Locate the line containing "Labeling fields. Category: man's nose." in the material below; repeat it and every line after it, exactly as written.

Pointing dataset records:
---+---
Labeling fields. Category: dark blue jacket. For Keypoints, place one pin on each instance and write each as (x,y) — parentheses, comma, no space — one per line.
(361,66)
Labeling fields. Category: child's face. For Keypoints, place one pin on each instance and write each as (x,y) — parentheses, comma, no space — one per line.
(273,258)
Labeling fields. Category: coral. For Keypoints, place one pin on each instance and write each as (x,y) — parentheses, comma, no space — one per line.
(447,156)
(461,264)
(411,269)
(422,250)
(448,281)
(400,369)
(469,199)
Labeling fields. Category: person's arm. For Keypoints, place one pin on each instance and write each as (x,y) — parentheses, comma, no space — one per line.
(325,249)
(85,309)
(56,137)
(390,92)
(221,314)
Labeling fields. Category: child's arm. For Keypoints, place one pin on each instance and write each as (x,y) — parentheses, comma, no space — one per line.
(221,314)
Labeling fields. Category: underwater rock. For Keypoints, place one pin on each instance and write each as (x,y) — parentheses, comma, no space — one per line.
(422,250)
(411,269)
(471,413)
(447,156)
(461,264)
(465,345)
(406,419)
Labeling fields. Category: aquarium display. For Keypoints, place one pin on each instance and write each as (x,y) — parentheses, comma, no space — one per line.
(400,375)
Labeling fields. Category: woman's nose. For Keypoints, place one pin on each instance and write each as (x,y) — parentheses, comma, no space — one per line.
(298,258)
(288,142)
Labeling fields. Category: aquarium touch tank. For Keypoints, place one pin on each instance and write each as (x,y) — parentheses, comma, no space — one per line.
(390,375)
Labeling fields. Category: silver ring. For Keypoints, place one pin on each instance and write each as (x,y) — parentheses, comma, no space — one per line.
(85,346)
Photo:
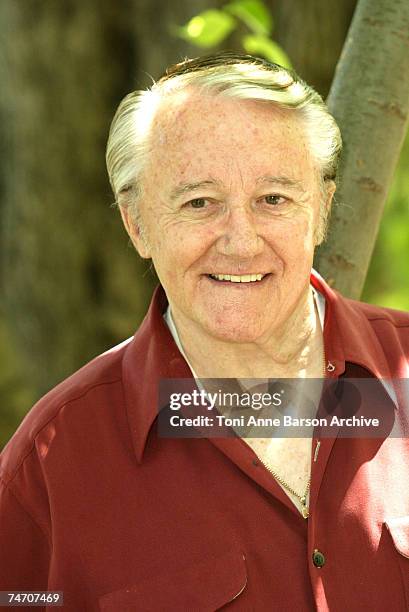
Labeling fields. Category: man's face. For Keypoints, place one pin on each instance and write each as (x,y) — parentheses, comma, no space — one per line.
(230,189)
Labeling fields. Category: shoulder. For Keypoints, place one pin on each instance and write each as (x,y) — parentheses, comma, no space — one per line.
(375,315)
(395,318)
(66,407)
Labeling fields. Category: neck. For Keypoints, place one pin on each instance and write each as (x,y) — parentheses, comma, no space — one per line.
(294,350)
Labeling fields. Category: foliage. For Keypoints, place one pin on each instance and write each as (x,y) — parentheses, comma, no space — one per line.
(211,27)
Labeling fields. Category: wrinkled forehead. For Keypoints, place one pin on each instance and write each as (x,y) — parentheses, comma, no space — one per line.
(191,111)
(194,134)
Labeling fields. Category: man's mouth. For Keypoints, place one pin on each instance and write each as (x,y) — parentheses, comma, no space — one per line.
(235,278)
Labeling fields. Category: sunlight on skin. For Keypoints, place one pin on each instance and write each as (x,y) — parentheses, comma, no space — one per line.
(230,188)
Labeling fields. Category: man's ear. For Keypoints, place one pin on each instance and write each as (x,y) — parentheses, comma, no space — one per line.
(135,232)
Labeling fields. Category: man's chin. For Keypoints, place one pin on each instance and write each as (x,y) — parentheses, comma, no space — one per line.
(235,333)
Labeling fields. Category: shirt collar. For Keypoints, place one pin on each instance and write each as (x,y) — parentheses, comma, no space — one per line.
(153,355)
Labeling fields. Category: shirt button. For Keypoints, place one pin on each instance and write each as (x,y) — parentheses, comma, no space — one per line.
(318,558)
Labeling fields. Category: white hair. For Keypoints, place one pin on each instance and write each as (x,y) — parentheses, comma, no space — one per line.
(226,74)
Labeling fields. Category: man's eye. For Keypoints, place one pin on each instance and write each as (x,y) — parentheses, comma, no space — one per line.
(197,203)
(274,200)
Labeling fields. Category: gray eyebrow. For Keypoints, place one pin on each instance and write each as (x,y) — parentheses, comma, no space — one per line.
(184,188)
(188,187)
(281,180)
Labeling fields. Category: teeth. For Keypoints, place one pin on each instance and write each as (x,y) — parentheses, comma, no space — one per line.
(244,278)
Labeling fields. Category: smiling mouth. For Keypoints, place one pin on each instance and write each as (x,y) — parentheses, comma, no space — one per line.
(234,278)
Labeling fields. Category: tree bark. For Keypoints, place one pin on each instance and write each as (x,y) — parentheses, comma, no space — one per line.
(312,32)
(72,286)
(370,100)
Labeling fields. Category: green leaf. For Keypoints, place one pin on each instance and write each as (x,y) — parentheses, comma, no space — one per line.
(207,29)
(271,51)
(253,13)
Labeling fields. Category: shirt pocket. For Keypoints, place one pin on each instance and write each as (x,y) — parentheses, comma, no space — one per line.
(205,586)
(399,531)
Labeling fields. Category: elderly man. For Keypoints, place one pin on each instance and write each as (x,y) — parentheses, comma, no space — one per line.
(224,175)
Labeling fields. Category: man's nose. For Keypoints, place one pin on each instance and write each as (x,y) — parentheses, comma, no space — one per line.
(240,237)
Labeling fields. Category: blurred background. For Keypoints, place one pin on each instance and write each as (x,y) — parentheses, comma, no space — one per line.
(71,285)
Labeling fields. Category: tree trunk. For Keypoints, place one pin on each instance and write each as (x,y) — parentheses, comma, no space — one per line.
(312,32)
(370,100)
(72,286)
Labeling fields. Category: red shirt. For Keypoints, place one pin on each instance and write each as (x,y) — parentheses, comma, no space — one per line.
---+---
**EXERCISE ANSWER**
Labeling fields. Category: man's nose. For Keypoints, place one pin on each instance and write each as (x,y) — parentheses, comma, no space — one per line.
(240,237)
Labeling fields. Category: blurred background. For Keypoints, place one pin on each instance and write each as (x,y) — parentheses, comma, no space — one per line.
(71,285)
Labeling fields. Category: tree trunk. For Keypoints, place one pin on each instance and write each as (x,y) — parentheses, comma, no space — one per line.
(312,32)
(370,100)
(72,286)
Labeling fields. Category: red shirt. For Keypoints, place one pin on each instance and write each as (x,y) — parentheses, comma, no space — one per line.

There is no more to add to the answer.